* **WHAT NEEDS TO BE DONE**: Output every record below exactly as it appears.
··· DATA FOR THIS TASK ···
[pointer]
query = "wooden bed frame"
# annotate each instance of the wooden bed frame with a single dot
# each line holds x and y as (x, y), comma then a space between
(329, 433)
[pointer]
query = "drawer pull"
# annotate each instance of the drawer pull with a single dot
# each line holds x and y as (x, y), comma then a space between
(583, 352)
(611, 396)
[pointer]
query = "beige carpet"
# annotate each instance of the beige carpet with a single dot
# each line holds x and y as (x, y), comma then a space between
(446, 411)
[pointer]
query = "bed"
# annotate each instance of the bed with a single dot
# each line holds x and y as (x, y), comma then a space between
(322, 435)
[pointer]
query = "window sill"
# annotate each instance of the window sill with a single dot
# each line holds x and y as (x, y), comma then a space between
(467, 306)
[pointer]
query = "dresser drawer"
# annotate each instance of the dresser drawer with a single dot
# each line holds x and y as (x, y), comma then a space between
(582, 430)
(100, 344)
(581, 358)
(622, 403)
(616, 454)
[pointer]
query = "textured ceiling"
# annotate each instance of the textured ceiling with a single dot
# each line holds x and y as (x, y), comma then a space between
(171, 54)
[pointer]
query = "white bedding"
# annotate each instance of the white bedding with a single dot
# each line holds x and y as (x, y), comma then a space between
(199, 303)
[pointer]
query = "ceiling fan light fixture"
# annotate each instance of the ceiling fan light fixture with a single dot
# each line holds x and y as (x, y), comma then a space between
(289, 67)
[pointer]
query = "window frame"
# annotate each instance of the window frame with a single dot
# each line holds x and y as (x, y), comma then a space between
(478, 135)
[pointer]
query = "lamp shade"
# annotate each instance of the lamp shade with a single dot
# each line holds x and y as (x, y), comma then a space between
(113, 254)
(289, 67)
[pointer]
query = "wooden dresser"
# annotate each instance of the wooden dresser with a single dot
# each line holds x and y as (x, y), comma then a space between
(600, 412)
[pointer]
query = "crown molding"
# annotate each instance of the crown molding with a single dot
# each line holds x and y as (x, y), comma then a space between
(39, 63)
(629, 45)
···
* **SOLUTION**:
[pointer]
query = "wooden bed frame"
# annotate each instance of the wooden bed frame with a single dot
# each line holds x and y as (x, y), comma then a space between
(329, 433)
[pointer]
query = "drawer pull"
# annotate each instance of the drawer pull with a single dot
# each line holds x and y as (x, y), comma then a space between
(583, 352)
(611, 396)
[pointer]
query = "beige carpet"
# annotate each instance of the beige carpet with a single dot
# each line holds x and y as (x, y), comma then a space between
(446, 411)
[pointer]
query = "bed"
# annotate each instance of the bed with a single dot
# each line holds x and y as (x, y), comma then a space between
(322, 435)
[pointer]
query = "window sill"
# annotate each instance of the window sill with a single dot
# each line holds x and y as (x, y), comma then a space between
(467, 306)
[pointer]
query = "dresser drawer"
# annotate each instance of the dresser drawer with a single dot
# each line holds x and y as (x, y), comma then a space between
(582, 430)
(100, 344)
(581, 358)
(622, 403)
(616, 454)
[pointer]
query = "textured ceiling"
# annotate each instance of the textured ceiling with a single dot
# each line holds x and y as (x, y), comma then a space between
(171, 54)
[pointer]
query = "white bedding"
# annotate each instance of the white bedding with a single dot
# each line holds x and y as (x, y), comma then a space between
(199, 303)
[pointer]
query = "ceiling fan light fixture"
# annotate each instance of the ceiling fan light fixture with a single dot
# each line holds x and y as (x, y), comma then a space between
(289, 67)
[pointer]
query = "window frame"
# annotate each instance of the window frame with a single dot
# each line holds x and y as (x, y), comma then a space between
(478, 135)
[pointer]
query = "lamp shade"
# annotate each instance of the lamp shade with a single dot
# each line holds x and y as (x, y), comma then a space between
(113, 254)
(289, 67)
[pointer]
query = "wooden dresser"
# annotate each instance of the wooden dresser with a single dot
# each line holds x and y as (x, y), comma then a space between
(600, 412)
[pointer]
query = "crown molding"
# annotate each instance of the crown molding with a single dot
# each line holds x and y as (x, y), comma then a space between
(39, 63)
(629, 45)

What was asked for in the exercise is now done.